***** Stored data
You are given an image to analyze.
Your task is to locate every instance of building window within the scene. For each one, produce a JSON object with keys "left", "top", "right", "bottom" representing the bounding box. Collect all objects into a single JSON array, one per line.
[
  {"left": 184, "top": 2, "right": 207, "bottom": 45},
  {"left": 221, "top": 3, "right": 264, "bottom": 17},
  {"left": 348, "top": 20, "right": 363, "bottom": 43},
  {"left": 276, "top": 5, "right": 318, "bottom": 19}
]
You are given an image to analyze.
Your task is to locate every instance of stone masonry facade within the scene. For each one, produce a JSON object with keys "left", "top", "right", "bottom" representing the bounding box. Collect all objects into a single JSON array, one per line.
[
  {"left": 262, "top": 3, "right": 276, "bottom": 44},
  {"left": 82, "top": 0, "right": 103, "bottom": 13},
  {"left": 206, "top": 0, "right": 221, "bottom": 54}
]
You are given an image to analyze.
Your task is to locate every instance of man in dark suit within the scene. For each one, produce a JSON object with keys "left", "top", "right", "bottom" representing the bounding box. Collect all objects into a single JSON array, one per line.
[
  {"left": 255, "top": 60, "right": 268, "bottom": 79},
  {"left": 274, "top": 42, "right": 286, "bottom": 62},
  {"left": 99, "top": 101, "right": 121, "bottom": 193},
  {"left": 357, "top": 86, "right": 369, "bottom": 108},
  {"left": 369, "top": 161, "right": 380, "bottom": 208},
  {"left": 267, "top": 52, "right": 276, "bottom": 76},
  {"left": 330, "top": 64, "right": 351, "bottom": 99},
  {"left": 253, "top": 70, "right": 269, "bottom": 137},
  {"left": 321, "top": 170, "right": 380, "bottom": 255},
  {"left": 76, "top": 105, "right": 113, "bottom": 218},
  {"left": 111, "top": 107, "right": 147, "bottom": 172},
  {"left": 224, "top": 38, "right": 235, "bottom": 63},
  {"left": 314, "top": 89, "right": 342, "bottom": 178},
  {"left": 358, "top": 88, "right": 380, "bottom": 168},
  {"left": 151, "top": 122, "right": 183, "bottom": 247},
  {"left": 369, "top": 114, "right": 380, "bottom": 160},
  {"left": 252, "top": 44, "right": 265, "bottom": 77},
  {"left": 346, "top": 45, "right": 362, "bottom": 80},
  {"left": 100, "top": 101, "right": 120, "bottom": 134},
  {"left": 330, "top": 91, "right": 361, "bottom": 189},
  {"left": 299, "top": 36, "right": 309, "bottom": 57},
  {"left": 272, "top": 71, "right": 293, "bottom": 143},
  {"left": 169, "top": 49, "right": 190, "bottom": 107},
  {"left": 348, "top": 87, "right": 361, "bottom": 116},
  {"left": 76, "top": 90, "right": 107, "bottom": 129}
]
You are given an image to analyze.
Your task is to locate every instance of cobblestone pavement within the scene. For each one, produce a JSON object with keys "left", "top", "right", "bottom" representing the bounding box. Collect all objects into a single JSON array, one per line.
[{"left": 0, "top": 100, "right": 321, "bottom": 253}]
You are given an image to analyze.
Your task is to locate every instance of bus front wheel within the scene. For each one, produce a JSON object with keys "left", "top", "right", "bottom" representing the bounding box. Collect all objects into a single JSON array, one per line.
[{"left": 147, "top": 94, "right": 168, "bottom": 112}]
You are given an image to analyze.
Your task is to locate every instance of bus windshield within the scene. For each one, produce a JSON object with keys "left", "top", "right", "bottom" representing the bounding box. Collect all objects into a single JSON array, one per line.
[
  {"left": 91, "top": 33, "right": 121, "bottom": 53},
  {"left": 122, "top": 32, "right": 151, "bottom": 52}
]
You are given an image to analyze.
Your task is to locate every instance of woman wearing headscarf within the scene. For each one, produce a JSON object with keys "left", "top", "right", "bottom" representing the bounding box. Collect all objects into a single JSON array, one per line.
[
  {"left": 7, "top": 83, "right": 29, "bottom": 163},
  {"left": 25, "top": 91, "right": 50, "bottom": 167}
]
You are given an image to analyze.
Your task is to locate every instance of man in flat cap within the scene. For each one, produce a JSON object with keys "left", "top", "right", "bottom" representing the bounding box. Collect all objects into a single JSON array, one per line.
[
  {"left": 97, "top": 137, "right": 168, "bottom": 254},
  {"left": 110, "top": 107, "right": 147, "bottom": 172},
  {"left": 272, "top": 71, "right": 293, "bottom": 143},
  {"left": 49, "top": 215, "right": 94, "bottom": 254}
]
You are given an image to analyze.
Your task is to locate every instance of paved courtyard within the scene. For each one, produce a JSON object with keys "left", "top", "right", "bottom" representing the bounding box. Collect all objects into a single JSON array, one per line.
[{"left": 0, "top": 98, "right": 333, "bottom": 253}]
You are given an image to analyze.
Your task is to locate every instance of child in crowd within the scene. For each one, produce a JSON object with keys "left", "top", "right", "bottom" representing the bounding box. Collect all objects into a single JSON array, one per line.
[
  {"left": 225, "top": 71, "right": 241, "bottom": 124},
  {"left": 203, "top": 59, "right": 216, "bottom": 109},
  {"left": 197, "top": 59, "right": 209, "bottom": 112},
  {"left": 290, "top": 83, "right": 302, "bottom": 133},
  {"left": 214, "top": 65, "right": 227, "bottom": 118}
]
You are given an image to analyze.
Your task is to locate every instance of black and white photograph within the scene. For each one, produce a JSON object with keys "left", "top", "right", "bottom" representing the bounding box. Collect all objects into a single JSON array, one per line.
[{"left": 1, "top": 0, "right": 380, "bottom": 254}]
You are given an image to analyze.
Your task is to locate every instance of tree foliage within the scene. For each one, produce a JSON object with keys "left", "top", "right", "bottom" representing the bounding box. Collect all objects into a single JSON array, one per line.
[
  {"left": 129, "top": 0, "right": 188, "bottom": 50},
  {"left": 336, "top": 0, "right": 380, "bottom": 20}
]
**********
## Task directions
Word for word, copy out all of the data shown above.

## Response
You are given an image to analyze.
Your task is to locate every instance of building window within the scene. For each one, produce a JSON object with keys "left", "top", "right", "bottom" representing the bounding box. Collect all objects into a single JSON array, one per line.
[
  {"left": 184, "top": 2, "right": 207, "bottom": 45},
  {"left": 221, "top": 3, "right": 264, "bottom": 17},
  {"left": 348, "top": 20, "right": 363, "bottom": 43},
  {"left": 276, "top": 5, "right": 318, "bottom": 19}
]
You are given an image to analyze.
Your task is to locate every instance of stone masonry facade within the scene. For each one, produce a JSON object with keys "left", "top", "right", "bottom" representing the bounding box. Collect all objects into a single JSON array, one per line.
[
  {"left": 262, "top": 3, "right": 276, "bottom": 44},
  {"left": 82, "top": 0, "right": 103, "bottom": 13},
  {"left": 206, "top": 0, "right": 221, "bottom": 54}
]
You are given an image to analyze.
Your task is to locate every instance of man in dark suit within the scene. For each one, produce a JSON object with keys "left", "top", "right", "bottom" representing the bounding box. Collect all objects into a single JSON array, one per line.
[
  {"left": 255, "top": 60, "right": 268, "bottom": 79},
  {"left": 274, "top": 42, "right": 286, "bottom": 62},
  {"left": 99, "top": 101, "right": 121, "bottom": 193},
  {"left": 357, "top": 86, "right": 369, "bottom": 108},
  {"left": 369, "top": 161, "right": 380, "bottom": 208},
  {"left": 267, "top": 52, "right": 276, "bottom": 76},
  {"left": 330, "top": 64, "right": 351, "bottom": 99},
  {"left": 253, "top": 70, "right": 269, "bottom": 137},
  {"left": 321, "top": 170, "right": 380, "bottom": 255},
  {"left": 76, "top": 105, "right": 113, "bottom": 218},
  {"left": 111, "top": 107, "right": 147, "bottom": 172},
  {"left": 224, "top": 38, "right": 235, "bottom": 63},
  {"left": 314, "top": 89, "right": 342, "bottom": 178},
  {"left": 358, "top": 88, "right": 380, "bottom": 168},
  {"left": 151, "top": 122, "right": 183, "bottom": 247},
  {"left": 369, "top": 114, "right": 380, "bottom": 160},
  {"left": 252, "top": 44, "right": 265, "bottom": 77},
  {"left": 346, "top": 45, "right": 362, "bottom": 80},
  {"left": 100, "top": 101, "right": 120, "bottom": 134},
  {"left": 330, "top": 91, "right": 361, "bottom": 189},
  {"left": 299, "top": 36, "right": 309, "bottom": 57},
  {"left": 272, "top": 71, "right": 293, "bottom": 143},
  {"left": 169, "top": 49, "right": 190, "bottom": 107},
  {"left": 348, "top": 87, "right": 361, "bottom": 116},
  {"left": 76, "top": 90, "right": 107, "bottom": 129}
]
You are given an image to analyze.
Your task is to locate every instance of cobblestone pavement within the scene. For each one, produce a JSON object with keys "left", "top", "right", "bottom" representing the bounding box. Collect all objects into a single JSON array, one per line.
[{"left": 0, "top": 100, "right": 321, "bottom": 253}]
You are given an image to analyze.
Your task is to locate every instance of bus front wheel within the scene. For each one, produce a JSON object with keys "left", "top", "right", "bottom" representing the bounding box. Collect all objects into a single JSON array, one per line.
[{"left": 147, "top": 94, "right": 168, "bottom": 112}]
You are given an image to analyze.
Your task is to locate every instance of bus windshield within the scene. For each one, produce a JSON object with keys "left", "top", "right", "bottom" representing the bounding box. Collect all objects into a single JSON array, one per line.
[
  {"left": 91, "top": 33, "right": 121, "bottom": 53},
  {"left": 122, "top": 32, "right": 151, "bottom": 52}
]
You are given an image to analyze.
Your task is to locate every instance of woman wearing headscarf within the scene. For each one, produce a JSON object with keys "left", "top", "right", "bottom" representing the bounding box. Collect all objects into a single JSON array, one per line.
[
  {"left": 7, "top": 83, "right": 29, "bottom": 163},
  {"left": 25, "top": 91, "right": 50, "bottom": 167}
]
You are given an image to analyze.
Your task is to locate every instance of man in flat cap within the scene. For each one, produce a JSON object with keys "left", "top", "right", "bottom" representing the bounding box. Collect all objects into a single JSON array, one per line.
[
  {"left": 97, "top": 137, "right": 168, "bottom": 254},
  {"left": 110, "top": 107, "right": 147, "bottom": 172},
  {"left": 272, "top": 71, "right": 293, "bottom": 143},
  {"left": 49, "top": 215, "right": 94, "bottom": 254}
]
You are given an image to analyze.
Your task is to locate every instance of paved courtyard within the scene. For each one, produce a JSON object with keys "left", "top", "right", "bottom" representing the bounding box. Collect all objects into a single JSON array, one per line.
[{"left": 0, "top": 98, "right": 333, "bottom": 253}]
You are given an image to analyze.
Your task is to locate every instance of child in crowd within the scene. For each one, produce a JSON object with keys "left", "top", "right", "bottom" representing the bounding box. Collect all objects into a single JSON array, one per line.
[
  {"left": 225, "top": 71, "right": 241, "bottom": 124},
  {"left": 203, "top": 59, "right": 216, "bottom": 109},
  {"left": 197, "top": 59, "right": 209, "bottom": 112},
  {"left": 290, "top": 83, "right": 302, "bottom": 133},
  {"left": 214, "top": 65, "right": 227, "bottom": 118}
]
You are given an image to analyze.
Your task is to locate every instance of black and white photograph within the scene. For each one, produce a JSON object with keys "left", "top", "right", "bottom" representing the bounding box. Collect all objects into a single JSON array, one per line.
[{"left": 1, "top": 0, "right": 380, "bottom": 254}]
You are given an image to analyze.
Your task is to locate every instance of tree foliage within the scene. For each one, produce a JSON object with keys "left", "top", "right", "bottom" representing the bounding box. Collect all objects into a single JSON array, one per line.
[
  {"left": 129, "top": 0, "right": 188, "bottom": 50},
  {"left": 336, "top": 0, "right": 380, "bottom": 20}
]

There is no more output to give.